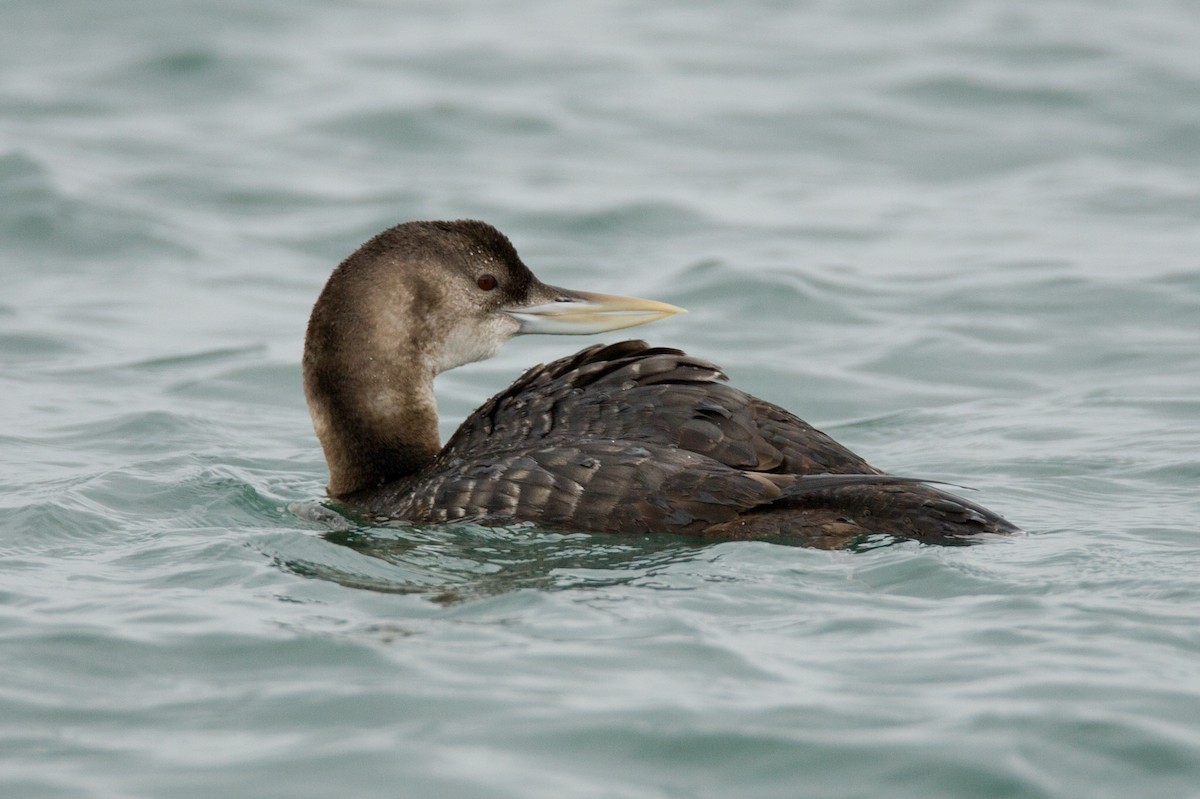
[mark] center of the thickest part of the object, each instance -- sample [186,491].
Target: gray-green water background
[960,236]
--
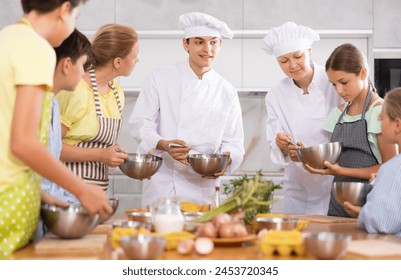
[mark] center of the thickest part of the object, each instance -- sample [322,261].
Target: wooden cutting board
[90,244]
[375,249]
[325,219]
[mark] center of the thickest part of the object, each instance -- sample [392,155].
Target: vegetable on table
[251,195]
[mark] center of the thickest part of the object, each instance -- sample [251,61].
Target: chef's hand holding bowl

→ Set exercise: Replace "thickest" with "widest" in the records, starting at the line that contains "-- sample [251,61]." and stopping after the line that contains "Target: chef's hand holding bowl". Reproduce only those lines and leave everything else in them unchanged.

→ Written answer:
[mark] center of the widest part of the object, each instance -- sample [251,61].
Target: chef's hand holding bowl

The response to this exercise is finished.